◆ Problem details ◆
What the task needs is every record repeated exactly, nothing more.

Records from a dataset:
○ ○ ○ ○ ○
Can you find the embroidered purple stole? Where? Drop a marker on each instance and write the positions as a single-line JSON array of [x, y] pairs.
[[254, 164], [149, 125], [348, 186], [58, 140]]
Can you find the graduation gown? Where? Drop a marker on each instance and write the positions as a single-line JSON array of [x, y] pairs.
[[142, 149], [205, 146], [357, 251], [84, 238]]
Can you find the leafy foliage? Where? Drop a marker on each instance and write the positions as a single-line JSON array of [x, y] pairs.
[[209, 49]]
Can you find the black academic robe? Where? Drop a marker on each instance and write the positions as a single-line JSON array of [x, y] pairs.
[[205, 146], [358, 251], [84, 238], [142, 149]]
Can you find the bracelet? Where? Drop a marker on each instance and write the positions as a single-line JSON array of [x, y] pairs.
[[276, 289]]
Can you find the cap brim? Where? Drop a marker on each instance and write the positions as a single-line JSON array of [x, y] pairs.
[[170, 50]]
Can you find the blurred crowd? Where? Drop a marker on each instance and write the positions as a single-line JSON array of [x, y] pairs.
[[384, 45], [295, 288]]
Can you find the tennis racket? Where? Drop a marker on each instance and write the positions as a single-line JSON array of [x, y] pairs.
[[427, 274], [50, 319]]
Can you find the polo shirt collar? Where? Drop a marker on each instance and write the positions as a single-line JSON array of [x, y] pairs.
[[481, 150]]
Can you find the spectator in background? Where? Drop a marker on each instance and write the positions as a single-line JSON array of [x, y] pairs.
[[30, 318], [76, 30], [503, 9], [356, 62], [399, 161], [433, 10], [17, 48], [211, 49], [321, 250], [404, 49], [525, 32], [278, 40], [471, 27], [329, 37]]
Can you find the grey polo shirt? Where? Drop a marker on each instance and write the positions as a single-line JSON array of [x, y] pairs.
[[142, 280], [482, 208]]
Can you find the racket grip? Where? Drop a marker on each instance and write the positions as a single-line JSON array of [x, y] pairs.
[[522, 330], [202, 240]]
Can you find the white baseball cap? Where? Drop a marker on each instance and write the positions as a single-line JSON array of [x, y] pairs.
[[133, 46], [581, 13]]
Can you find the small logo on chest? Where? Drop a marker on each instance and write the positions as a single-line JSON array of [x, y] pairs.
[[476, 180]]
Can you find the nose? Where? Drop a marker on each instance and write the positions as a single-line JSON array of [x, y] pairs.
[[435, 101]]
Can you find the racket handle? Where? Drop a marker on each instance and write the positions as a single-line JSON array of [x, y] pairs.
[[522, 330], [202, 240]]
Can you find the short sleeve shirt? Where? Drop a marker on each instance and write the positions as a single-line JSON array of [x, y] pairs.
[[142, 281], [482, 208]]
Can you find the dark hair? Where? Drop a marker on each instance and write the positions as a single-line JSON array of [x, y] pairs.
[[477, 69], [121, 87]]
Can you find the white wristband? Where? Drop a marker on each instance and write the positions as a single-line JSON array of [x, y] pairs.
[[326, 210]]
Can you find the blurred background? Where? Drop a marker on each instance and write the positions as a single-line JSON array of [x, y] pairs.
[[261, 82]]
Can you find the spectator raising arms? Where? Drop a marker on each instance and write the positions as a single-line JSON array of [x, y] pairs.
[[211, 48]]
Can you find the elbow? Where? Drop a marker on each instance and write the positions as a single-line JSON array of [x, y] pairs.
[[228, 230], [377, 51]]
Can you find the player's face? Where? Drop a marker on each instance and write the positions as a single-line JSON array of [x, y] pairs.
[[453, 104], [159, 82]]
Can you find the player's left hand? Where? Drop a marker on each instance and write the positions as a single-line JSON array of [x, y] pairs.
○ ○ ○ ○ ○
◆ Written answer ◆
Can you find the embroidered purple stole? Where? Drop a marker on each instance and write the positions as a single-line JSON array of [x, y] pairs.
[[254, 164], [149, 125], [348, 186], [58, 140]]
Can you find the graduation gown? Where? Drop a marker on each instance and write the positions as a single-line JSON array of [x, y] pairs.
[[142, 149], [205, 146], [357, 251], [84, 238]]
Can you find the leafy foliage? Where? Drop a marker on each instance and write the positions as a single-line JSON array of [x, y] pairs.
[[209, 49]]
Can you find the black academic robe? Where? Drop a marker on each instance and write the positions as a single-line JSON array of [x, y] pairs.
[[205, 146], [358, 251], [84, 238], [142, 149]]
Can you find the bracelet? Where? Drop a marker on each instance and write the positions as a single-line JSON array of [x, y] pairs.
[[276, 289]]
Can you find the cap brim? Where? Drop a marker on each instance and write the positions as a single-line JSON array of [x, y] pairs.
[[170, 50]]
Can you find the blurred crowd? Where? Drop a marker on each instance and write the positions as a single-line JSON array of [x, y] pairs.
[[384, 45], [295, 288]]
Can you find the tennis racket? Where? Drop a marker on each instance and write the positions as a single-line JSON array of [x, y] pairs.
[[427, 274], [50, 319]]
Can you find the polo shirt collar? Where? Drop a marker on each instance and write the positions as a single-line JSON array of [x, y] pairs.
[[481, 150]]
Can you find the spectator in background? Where? Drop a marker on each instance and write the positions as a single-line JSON array of [x, y] pairs.
[[30, 318], [76, 30], [503, 9], [356, 62], [399, 161], [433, 10], [17, 48], [211, 49], [321, 250], [404, 49], [525, 32], [278, 40], [471, 27], [329, 37]]
Can you find the grey polo shirt? Where? Drop a marker on each instance and write the positions as a single-line JSON array of [x, y] pairs.
[[142, 280], [482, 208]]
Can you find the racket grip? Where? Drop a marker on each instance and write the positions as a single-line JSON array of [x, y] pairs.
[[522, 330], [202, 240]]
Can you find the white baseball cap? Where? Drop a marker on each instance and write the positions as a single-line JSON array of [x, y] pairs.
[[133, 46], [581, 13]]
Can you find the small logo on chest? Where? Drop a marker on each instance and write the positions as a single-line JSON array of [x, y] pairs.
[[476, 180]]
Can you find the nose? Where? Drop a marker on each instance and write the positions as a single-line JSON array of [x, y] pairs.
[[435, 101]]
Can you find the racket handle? Where? Drop a marker on each instance and write the positions as a single-line JSON array of [x, y] pairs.
[[522, 330], [202, 240]]
Can you find the short sleeve shirt? Where? Drop a marker on each instance and write the positions as a single-line JSON array of [x, y] pairs.
[[142, 281], [482, 208]]
Can you find the dark hair? Where? Drop a marker on each instance and write the positions as a single-line JSON array of [x, y] pairs.
[[477, 69], [121, 87]]
Can you find the white wristband? Where? Drop a marker on each instance and write the positions as a single-line JSON array of [x, y] pairs.
[[326, 210]]
Can you find the blurred background? Where? Drop a marker on each instance and write the positions as a single-line JSON array of [x, y] pairs.
[[261, 82]]
Can you find the spectator raising arms? Where? Drop a marker on each instance and write the positions as a single-line JSON array of [x, y] pairs.
[[211, 48]]
Can you find the elbow? Where? Drop a marker on each instance and write the positions as a single-line JSON array of [x, y] pairs.
[[228, 230], [377, 51]]
Can you find the player's face? Where? Drop a marker on each instance and write the positions as a single-line JSON array of [x, y] pairs.
[[453, 104], [159, 82]]
Can you find the player's left hand? Where? Drop a marker on each instance and write the positions as a single-line JSON array of [x, y] pairs.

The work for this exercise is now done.